_Trecho selecionado_.
####
ISTOÉ – Qual a incidência da diabete no Brasil e no mundo?
Leão Zagury – Estima-se que há 151 milhões de diabéticos no mundo, população que deve dobrar nos próximos 20 anos. No Brasil, um censo de 1993 mostrou
que cerca de 8% dos brasileiros entre 30 e 69 anos tinham diabete. A incidência na faixa com mais de 70 anos era de 20%. O envelhecimento da população brasileira nesses dez anos nos permite afirmar que a situação hoje está pior. Outro dado alarmante é que para cada pessoa que se sabe diabética há duas que desconhecem essa condição.
ISTOÉ – Por que a obesidade gera a diabete?
####
_Registros extraídos_.

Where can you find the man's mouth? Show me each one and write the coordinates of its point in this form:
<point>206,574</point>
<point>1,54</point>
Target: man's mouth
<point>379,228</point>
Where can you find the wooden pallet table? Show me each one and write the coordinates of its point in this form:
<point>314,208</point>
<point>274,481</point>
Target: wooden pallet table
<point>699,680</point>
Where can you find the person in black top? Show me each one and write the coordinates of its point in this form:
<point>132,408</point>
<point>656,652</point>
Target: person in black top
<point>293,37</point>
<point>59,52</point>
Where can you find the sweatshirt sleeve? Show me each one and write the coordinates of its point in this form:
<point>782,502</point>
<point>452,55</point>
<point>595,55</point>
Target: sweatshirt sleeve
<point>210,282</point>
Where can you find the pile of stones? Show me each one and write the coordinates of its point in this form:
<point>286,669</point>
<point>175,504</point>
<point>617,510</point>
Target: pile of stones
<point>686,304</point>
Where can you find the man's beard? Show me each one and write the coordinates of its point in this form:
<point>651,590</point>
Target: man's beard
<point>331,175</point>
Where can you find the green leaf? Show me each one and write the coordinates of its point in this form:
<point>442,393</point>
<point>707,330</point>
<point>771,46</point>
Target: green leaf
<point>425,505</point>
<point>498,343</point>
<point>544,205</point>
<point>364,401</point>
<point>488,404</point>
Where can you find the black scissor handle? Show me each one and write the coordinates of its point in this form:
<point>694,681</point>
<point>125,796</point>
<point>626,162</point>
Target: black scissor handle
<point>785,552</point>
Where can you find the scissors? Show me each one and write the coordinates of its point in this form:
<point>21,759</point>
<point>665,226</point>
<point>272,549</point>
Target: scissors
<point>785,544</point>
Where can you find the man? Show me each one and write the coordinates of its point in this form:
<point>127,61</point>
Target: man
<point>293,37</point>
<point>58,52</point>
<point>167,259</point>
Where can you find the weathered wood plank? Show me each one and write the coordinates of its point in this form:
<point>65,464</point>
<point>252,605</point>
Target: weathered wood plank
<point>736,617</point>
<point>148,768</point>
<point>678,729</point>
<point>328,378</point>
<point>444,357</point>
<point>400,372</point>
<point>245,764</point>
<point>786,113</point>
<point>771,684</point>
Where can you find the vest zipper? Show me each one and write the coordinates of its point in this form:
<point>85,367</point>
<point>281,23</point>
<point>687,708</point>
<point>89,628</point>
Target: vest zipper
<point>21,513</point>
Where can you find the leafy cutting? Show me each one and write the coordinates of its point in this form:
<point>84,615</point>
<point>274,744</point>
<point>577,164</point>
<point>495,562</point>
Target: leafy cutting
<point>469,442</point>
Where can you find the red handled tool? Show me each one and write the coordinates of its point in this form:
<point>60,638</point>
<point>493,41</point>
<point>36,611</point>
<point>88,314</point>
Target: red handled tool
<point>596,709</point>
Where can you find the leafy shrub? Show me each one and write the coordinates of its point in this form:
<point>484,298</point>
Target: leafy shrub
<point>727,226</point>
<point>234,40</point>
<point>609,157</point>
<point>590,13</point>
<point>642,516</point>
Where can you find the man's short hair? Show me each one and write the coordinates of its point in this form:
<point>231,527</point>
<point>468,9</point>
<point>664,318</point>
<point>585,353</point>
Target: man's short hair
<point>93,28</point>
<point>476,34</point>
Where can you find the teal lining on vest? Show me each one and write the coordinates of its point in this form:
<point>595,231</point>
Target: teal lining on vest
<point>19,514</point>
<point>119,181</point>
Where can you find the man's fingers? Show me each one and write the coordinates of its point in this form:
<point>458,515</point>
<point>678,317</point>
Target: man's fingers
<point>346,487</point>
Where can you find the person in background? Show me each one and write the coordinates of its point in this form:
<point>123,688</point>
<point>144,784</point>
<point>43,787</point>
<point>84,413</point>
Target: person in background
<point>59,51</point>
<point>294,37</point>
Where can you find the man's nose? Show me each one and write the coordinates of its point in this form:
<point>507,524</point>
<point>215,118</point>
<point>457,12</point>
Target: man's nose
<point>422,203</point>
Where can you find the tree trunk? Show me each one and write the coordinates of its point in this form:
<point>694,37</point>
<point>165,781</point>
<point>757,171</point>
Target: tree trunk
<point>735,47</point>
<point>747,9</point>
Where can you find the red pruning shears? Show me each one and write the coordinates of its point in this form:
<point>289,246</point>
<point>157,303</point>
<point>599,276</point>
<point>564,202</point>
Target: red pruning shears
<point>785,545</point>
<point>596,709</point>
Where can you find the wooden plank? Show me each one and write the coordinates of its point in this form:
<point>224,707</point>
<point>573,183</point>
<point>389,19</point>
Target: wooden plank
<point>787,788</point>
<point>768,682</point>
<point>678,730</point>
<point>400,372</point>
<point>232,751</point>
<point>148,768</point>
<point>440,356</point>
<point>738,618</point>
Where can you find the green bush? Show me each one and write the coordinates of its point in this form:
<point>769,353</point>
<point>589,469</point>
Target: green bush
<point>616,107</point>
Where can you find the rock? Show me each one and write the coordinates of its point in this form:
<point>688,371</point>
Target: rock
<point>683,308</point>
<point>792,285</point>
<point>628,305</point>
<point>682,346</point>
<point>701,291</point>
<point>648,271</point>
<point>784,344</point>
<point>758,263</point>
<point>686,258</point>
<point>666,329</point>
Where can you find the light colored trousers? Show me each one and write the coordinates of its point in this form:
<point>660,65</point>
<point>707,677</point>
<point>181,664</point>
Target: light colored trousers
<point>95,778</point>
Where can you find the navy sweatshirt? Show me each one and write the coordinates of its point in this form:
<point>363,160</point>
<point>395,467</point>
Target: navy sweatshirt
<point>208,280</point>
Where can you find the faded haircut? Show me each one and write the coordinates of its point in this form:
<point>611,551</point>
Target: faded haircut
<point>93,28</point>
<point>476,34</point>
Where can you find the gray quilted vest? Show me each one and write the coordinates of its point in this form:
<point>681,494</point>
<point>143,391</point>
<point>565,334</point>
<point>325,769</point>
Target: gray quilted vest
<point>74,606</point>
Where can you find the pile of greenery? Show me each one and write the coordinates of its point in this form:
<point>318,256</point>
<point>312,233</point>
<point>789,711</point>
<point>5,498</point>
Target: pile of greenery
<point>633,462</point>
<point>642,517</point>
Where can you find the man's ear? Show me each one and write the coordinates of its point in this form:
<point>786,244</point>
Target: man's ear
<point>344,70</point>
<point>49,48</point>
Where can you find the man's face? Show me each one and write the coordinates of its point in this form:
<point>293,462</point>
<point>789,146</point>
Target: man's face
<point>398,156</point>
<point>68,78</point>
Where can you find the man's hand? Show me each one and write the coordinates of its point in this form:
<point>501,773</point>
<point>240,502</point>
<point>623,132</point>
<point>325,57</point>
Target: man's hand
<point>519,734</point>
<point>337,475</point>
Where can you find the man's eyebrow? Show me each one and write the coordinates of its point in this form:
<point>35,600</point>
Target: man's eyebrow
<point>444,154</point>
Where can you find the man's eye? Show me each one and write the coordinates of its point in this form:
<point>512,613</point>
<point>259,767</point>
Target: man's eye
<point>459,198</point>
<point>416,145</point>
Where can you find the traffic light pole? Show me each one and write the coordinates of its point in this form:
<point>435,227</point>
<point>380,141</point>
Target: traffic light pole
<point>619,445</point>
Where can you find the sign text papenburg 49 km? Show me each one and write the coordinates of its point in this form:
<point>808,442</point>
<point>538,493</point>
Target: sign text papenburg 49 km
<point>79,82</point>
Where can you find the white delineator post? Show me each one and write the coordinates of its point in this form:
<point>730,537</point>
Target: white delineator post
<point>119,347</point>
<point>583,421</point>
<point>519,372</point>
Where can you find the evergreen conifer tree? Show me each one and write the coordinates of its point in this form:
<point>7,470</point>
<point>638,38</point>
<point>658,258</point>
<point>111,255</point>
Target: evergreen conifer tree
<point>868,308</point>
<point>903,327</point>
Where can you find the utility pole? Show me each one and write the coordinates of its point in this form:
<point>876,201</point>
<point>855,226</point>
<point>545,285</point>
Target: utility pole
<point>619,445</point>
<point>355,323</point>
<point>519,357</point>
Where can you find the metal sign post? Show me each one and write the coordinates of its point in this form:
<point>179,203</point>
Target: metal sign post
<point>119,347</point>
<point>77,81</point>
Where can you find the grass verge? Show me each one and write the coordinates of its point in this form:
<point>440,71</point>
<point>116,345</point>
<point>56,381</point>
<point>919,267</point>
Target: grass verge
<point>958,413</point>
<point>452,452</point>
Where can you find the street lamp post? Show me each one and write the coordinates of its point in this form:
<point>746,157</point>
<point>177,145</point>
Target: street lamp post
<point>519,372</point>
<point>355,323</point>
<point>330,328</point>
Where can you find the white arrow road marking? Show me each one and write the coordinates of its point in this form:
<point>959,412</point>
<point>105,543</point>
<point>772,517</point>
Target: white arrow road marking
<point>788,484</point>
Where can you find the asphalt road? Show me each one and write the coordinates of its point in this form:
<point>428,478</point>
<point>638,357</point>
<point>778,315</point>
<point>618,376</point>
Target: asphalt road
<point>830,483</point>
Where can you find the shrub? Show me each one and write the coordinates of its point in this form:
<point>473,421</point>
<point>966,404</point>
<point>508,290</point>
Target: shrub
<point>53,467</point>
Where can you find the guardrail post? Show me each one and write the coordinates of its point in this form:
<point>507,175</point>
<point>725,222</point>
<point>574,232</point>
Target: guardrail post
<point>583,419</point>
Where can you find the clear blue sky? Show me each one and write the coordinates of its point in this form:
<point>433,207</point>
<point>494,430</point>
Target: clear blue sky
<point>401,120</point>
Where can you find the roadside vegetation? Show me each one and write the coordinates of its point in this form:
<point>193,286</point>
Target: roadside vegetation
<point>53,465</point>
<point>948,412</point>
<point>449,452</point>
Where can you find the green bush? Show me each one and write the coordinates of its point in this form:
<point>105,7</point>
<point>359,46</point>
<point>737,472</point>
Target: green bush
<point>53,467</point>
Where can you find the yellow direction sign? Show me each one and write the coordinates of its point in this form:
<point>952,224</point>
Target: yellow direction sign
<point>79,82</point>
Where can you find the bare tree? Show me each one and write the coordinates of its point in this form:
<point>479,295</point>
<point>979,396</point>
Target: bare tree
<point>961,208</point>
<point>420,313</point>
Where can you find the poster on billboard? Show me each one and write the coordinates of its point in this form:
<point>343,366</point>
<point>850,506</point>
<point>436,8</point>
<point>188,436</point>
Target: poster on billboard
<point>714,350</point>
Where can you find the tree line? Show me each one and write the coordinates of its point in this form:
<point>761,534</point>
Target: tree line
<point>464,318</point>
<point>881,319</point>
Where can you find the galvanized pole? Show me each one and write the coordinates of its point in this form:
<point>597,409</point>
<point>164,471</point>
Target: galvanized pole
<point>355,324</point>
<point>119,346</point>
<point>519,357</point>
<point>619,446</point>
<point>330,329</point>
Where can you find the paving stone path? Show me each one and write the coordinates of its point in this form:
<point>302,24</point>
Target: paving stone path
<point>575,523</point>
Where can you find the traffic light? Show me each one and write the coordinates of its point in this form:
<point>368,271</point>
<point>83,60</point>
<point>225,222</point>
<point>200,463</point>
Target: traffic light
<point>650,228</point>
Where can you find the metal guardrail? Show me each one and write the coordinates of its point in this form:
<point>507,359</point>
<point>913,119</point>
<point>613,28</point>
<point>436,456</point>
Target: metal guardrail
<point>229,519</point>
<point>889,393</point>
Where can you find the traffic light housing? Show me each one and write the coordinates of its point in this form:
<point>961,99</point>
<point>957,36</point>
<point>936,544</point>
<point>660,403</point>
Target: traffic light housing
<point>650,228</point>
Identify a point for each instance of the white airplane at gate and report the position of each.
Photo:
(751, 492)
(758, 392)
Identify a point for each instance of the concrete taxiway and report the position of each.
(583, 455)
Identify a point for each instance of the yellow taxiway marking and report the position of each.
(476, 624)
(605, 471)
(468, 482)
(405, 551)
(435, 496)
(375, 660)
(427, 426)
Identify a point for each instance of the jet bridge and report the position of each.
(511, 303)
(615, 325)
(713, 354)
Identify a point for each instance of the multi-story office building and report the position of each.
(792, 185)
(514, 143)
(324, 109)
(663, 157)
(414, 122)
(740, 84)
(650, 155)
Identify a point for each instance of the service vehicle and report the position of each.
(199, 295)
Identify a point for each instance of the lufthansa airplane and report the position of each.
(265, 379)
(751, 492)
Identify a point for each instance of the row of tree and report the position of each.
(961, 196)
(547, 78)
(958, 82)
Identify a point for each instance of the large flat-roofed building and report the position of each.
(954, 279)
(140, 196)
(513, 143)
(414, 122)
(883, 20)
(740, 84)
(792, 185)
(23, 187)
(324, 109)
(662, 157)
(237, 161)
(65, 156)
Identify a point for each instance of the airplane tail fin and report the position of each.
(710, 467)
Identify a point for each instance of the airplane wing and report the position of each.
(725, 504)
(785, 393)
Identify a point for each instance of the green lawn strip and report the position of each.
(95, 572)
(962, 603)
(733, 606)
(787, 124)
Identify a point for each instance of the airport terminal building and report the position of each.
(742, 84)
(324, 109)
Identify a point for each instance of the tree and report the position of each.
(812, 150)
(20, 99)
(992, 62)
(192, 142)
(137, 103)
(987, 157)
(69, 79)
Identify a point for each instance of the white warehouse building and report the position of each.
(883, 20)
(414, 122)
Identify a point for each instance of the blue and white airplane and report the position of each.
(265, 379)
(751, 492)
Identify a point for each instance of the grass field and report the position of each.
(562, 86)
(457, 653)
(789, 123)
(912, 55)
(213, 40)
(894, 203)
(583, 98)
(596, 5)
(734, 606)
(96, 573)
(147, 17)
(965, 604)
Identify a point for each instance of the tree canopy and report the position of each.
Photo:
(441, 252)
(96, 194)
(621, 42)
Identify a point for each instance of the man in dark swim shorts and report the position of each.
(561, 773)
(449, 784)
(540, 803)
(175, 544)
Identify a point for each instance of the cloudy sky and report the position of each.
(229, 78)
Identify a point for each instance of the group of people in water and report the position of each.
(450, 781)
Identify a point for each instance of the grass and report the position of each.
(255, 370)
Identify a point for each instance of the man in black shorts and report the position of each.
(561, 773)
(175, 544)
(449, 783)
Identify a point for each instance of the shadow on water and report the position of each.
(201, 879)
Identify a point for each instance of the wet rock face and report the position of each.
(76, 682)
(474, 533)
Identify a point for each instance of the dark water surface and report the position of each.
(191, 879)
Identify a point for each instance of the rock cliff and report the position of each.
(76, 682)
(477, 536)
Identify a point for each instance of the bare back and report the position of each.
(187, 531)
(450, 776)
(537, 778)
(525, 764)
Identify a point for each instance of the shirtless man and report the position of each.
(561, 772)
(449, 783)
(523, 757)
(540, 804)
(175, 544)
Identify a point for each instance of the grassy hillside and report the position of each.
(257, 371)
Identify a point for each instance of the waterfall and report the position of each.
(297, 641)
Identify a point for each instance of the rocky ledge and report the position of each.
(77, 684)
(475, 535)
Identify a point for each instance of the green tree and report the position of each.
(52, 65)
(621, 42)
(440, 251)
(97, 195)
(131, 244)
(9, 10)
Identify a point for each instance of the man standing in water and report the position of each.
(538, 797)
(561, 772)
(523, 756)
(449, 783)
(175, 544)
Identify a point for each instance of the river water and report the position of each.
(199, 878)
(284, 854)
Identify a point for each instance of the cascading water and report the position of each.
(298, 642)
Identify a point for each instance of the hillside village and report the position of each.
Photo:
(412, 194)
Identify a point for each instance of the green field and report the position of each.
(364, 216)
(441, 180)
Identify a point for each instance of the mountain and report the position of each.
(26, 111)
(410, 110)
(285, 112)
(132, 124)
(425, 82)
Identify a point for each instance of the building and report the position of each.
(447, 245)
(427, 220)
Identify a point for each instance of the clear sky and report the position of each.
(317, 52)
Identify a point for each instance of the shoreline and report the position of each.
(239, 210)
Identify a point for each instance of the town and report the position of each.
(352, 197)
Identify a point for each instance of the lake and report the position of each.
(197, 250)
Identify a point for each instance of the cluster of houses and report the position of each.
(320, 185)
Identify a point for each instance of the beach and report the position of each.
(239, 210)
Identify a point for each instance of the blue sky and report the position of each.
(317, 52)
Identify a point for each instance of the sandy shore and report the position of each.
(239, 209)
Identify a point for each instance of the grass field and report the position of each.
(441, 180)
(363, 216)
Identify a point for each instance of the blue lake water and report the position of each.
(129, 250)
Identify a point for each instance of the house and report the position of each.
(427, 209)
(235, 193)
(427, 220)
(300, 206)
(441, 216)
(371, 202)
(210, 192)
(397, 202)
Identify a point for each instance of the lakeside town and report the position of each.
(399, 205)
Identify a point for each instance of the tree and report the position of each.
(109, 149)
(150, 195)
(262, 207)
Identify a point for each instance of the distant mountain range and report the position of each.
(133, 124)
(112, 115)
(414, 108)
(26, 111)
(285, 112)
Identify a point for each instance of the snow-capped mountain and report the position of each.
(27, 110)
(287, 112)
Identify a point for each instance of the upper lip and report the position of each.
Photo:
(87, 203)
####
Por favor, continue a entrevista sobre a diabete a partir do ponto em que ela termina. Os registros provêm de outra fonte.

_Resposta à tarefa_.
Zagury – A insulina é uma substância secretada pelo pâncreas que permite a entrada da glicose (responsável pela produção de energia) nas células. As moléculas de insulina são como chaves que abrem as portas das células para que a glicose entre. Quando o sujeito fica obeso, as fechaduras são obstruídas e a insulina permanece circulando na rede sanguínea. As células, por sua vez, já que não recebem glicose, enviam ao pâncreas um aviso para que ele secrete quantidades cada vez maiores do hormônio. Ao mesmo tempo, o pâncreas acelera essa secreção, até que chega um ponto em que ele não consegue mais produzi-lo. Nesse momento inicia-se a diabete. Se você não ficar gordo, terá pouca probabilidade de tornar-se diabético. No passado, não se considerava a obesidade como um fator de risco para a enfermidade. Hoje, sabemos que consumir muito açúcar não é o principal problema, e sim tornar-se obeso.
ISTOÉ – A única forma de controlar a glicose é injetar insulina?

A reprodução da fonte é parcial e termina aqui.